====== WORKING DATA ======

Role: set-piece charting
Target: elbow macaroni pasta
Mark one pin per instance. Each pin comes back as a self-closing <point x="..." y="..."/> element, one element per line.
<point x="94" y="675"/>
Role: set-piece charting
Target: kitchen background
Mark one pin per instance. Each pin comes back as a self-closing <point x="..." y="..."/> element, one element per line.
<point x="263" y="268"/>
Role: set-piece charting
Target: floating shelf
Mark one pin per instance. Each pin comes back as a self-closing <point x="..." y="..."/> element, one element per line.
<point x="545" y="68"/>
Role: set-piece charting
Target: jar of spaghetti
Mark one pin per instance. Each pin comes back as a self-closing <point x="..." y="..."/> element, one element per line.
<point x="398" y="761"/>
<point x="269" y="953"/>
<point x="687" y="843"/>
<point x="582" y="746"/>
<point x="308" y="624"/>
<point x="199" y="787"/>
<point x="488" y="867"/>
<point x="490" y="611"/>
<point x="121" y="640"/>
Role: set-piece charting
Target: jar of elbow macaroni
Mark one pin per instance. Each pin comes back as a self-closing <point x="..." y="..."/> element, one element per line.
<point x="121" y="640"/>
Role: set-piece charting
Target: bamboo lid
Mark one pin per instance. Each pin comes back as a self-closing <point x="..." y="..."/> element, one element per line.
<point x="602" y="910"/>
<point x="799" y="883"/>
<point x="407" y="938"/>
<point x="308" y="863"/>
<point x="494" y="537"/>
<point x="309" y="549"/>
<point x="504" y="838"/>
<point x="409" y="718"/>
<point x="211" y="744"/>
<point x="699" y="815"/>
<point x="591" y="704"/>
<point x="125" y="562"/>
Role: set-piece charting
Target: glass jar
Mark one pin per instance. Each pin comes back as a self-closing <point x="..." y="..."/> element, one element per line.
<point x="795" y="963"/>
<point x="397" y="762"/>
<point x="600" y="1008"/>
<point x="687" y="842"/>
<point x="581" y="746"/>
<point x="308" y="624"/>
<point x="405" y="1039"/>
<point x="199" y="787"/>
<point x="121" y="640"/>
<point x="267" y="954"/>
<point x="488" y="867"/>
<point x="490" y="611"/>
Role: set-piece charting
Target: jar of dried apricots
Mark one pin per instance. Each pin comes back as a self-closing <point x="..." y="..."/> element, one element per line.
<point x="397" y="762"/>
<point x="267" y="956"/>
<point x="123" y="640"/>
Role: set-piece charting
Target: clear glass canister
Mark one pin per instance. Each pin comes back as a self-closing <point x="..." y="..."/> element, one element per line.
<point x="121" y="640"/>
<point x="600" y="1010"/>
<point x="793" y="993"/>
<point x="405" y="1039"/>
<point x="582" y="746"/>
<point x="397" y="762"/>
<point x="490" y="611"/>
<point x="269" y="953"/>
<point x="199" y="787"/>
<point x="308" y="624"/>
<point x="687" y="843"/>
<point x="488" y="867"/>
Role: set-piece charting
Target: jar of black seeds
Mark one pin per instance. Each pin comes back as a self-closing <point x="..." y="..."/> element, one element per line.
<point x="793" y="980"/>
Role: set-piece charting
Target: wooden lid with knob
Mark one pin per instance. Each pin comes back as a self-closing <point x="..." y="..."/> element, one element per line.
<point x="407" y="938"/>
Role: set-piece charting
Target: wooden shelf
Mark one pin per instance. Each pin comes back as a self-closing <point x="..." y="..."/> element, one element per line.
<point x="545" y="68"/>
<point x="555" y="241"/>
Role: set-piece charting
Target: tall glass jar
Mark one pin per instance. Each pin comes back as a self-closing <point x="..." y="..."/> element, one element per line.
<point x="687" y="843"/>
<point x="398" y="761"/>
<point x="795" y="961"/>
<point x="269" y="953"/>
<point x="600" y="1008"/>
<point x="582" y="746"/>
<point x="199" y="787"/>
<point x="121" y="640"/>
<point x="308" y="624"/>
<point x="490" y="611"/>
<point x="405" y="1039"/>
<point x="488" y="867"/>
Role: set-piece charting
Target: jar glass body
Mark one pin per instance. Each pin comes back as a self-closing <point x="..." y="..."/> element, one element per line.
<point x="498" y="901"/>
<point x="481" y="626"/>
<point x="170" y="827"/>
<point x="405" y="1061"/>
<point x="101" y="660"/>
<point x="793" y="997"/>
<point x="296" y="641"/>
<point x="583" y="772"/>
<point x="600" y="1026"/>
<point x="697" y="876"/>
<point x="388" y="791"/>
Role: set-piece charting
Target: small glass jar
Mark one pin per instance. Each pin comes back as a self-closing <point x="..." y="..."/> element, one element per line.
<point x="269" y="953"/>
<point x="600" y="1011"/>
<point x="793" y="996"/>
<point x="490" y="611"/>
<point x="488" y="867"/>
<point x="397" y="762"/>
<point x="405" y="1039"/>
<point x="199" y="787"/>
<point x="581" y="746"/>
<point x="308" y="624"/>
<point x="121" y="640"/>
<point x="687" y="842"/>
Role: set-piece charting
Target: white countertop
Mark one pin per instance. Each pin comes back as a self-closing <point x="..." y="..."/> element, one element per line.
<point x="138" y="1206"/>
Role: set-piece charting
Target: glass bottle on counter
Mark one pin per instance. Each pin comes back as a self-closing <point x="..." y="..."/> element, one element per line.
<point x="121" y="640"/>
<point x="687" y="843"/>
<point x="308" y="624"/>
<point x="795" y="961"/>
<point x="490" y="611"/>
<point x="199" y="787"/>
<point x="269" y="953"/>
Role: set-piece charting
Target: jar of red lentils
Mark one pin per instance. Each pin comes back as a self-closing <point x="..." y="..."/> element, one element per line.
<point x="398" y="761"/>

======

» WHAT YOU ARE ASKED TO DO:
Make an exact copy of the data above.

» SOLUTION TO THIS TASK:
Role: set-piece charting
Target: elbow macaroni pasta
Mark one pin per instance. Each pin comes back as a self-closing <point x="..." y="..."/> element, one element per line.
<point x="94" y="675"/>
Role: set-piece charting
Target: kitchen background
Mark one pin per instance. Each pin comes back as a self-closing <point x="..." y="..."/> element, one element per line.
<point x="263" y="268"/>
Role: set-piece charting
Target: floating shelf
Mark one pin per instance. Each pin comes back as a self-closing <point x="..." y="..."/> element, one element per line.
<point x="545" y="68"/>
Role: set-piece charting
Target: jar of spaghetti
Mark one pin per instance. Each pin comes back as a self-closing <point x="..." y="..."/> element, one element per line.
<point x="398" y="761"/>
<point x="269" y="953"/>
<point x="687" y="843"/>
<point x="582" y="746"/>
<point x="308" y="624"/>
<point x="199" y="787"/>
<point x="488" y="867"/>
<point x="490" y="611"/>
<point x="121" y="640"/>
Role: set-piece charting
Target: jar of elbow macaroni
Mark one pin per instance. Each pin comes back as a self-closing <point x="..." y="..."/> element, one element per line.
<point x="121" y="640"/>
Role: set-piece charting
Target: bamboo lid
Mark one pin per instance. Each pin comes back as a self-closing <point x="..." y="..."/> element, one element per line.
<point x="602" y="910"/>
<point x="799" y="883"/>
<point x="407" y="938"/>
<point x="308" y="863"/>
<point x="494" y="537"/>
<point x="309" y="549"/>
<point x="504" y="838"/>
<point x="409" y="718"/>
<point x="211" y="744"/>
<point x="699" y="815"/>
<point x="591" y="704"/>
<point x="125" y="562"/>
Role: set-piece charting
Target: glass jar
Mark one pin per instance. Each pin comes back as a self-closing <point x="..." y="..."/> element, one element per line.
<point x="795" y="963"/>
<point x="397" y="762"/>
<point x="600" y="1008"/>
<point x="687" y="842"/>
<point x="581" y="746"/>
<point x="308" y="624"/>
<point x="405" y="1039"/>
<point x="199" y="787"/>
<point x="121" y="640"/>
<point x="267" y="954"/>
<point x="488" y="867"/>
<point x="490" y="611"/>
Role: set-piece charting
Target: jar of dried apricots
Mark one pin per instance. Each pin comes back as a self-closing <point x="..." y="..."/> element, one element per line.
<point x="397" y="762"/>
<point x="267" y="956"/>
<point x="123" y="640"/>
Role: set-piece charting
Target: clear glass canister
Mark one pin per instance. Each pin comes back as a self-closing <point x="..." y="..."/> element, one element per line.
<point x="121" y="640"/>
<point x="600" y="1010"/>
<point x="793" y="993"/>
<point x="405" y="1039"/>
<point x="582" y="746"/>
<point x="397" y="762"/>
<point x="490" y="611"/>
<point x="269" y="953"/>
<point x="199" y="787"/>
<point x="308" y="624"/>
<point x="687" y="843"/>
<point x="488" y="867"/>
Role: set-piece charting
Target: jar of black seeds
Mark one pin per instance. Each pin comes back as a self-closing <point x="..." y="..."/> element, one element per line.
<point x="793" y="980"/>
Role: set-piece charting
Target: wooden lid with knob
Mark one pin per instance. Each pin comes back as a self-closing <point x="..." y="..."/> element, one element per line.
<point x="407" y="938"/>
Role: set-piece charting
Target: wooden shelf
Mark one pin per instance. Each pin comes back as a self-closing <point x="..." y="..."/> element, one element per line.
<point x="545" y="68"/>
<point x="555" y="241"/>
Role: set-piece charting
Target: tall glass jar
Mark one pin per instance. Each pin comes back as a self-closing <point x="..." y="..."/> element, one element per line.
<point x="687" y="843"/>
<point x="398" y="761"/>
<point x="795" y="961"/>
<point x="269" y="953"/>
<point x="600" y="1008"/>
<point x="582" y="746"/>
<point x="199" y="787"/>
<point x="121" y="640"/>
<point x="308" y="624"/>
<point x="490" y="611"/>
<point x="405" y="1039"/>
<point x="488" y="867"/>
Role: set-piece charting
Target: jar glass body
Mark one pin per instance. Each pin comes back as a self-closing <point x="..." y="..."/> element, one element per line.
<point x="498" y="901"/>
<point x="481" y="626"/>
<point x="170" y="827"/>
<point x="405" y="1061"/>
<point x="101" y="660"/>
<point x="793" y="997"/>
<point x="296" y="641"/>
<point x="583" y="772"/>
<point x="600" y="1026"/>
<point x="697" y="876"/>
<point x="388" y="791"/>
Role: set-piece charting
Target: small glass jar
Mark one pin per instance. Each pin comes back as a self-closing <point x="..." y="..."/> element, one element per line.
<point x="269" y="953"/>
<point x="600" y="1011"/>
<point x="793" y="996"/>
<point x="490" y="611"/>
<point x="488" y="867"/>
<point x="397" y="762"/>
<point x="405" y="1039"/>
<point x="199" y="787"/>
<point x="581" y="746"/>
<point x="308" y="624"/>
<point x="121" y="640"/>
<point x="687" y="842"/>
Role: set-piece charting
Target: white countertop
Mark one pin per instance. Each pin comes back as a self-closing <point x="..." y="..."/> element, one element per line.
<point x="138" y="1206"/>
Role: set-piece charting
Target: glass bottle on counter
Mark one pin per instance. Each pin comes back as a self-closing <point x="..." y="..."/> element, one element per line.
<point x="121" y="640"/>
<point x="687" y="843"/>
<point x="308" y="624"/>
<point x="795" y="961"/>
<point x="490" y="611"/>
<point x="199" y="787"/>
<point x="269" y="953"/>
Role: set-piece charting
Target: jar of red lentils
Mark one pin per instance. Each pin comes back as a self-closing <point x="..." y="..."/> element, one element per line.
<point x="398" y="761"/>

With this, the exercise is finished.